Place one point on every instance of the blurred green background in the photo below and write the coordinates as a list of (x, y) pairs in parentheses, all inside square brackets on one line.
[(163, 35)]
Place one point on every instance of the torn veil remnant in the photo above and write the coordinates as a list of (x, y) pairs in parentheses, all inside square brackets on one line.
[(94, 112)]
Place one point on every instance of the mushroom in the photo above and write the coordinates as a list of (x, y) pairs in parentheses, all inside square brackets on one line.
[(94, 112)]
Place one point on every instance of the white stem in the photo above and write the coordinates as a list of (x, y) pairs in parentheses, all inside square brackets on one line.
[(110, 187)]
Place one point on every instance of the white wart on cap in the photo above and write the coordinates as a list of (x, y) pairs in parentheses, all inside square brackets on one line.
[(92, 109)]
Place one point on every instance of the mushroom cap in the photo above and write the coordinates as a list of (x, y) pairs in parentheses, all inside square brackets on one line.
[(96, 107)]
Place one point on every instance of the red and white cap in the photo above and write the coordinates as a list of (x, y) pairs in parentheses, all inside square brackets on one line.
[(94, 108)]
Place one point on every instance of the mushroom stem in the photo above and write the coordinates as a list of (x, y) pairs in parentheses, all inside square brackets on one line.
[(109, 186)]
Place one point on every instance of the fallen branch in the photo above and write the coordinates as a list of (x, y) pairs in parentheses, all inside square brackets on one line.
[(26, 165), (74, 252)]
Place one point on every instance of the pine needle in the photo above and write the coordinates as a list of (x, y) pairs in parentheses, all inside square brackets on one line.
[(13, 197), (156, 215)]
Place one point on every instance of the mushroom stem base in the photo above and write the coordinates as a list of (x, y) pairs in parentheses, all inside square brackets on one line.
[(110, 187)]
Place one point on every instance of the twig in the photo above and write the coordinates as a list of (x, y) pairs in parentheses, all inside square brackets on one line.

◇ ◇ ◇ ◇

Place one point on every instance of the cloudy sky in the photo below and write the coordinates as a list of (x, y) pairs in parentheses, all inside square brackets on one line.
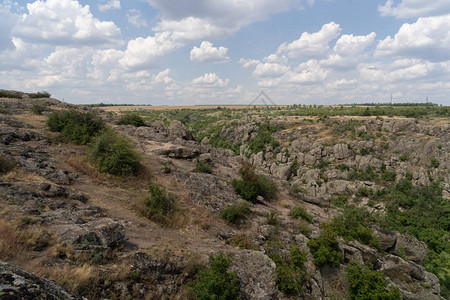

◇ ◇ ◇ ◇

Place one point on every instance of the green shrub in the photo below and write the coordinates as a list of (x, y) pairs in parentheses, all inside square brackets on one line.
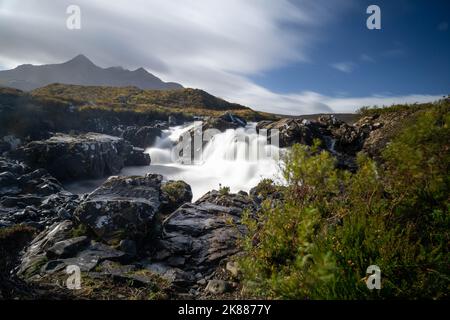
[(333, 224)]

◇ ◇ ◇ ◇

[TASK OBJECTIVE] Rewrite the material from the line containing "Place one point on every instance of the green" through the line containing "[(333, 224)]" as a numbered list, omitting blank lines and leaving the picture out.

[PROBLEM SOLUTION]
1. Place one point on every instance of the green shrub in the photo below and write the coordinates as a list of (x, y) pairs in parentheses, all inside square brackets on one line.
2. [(333, 224)]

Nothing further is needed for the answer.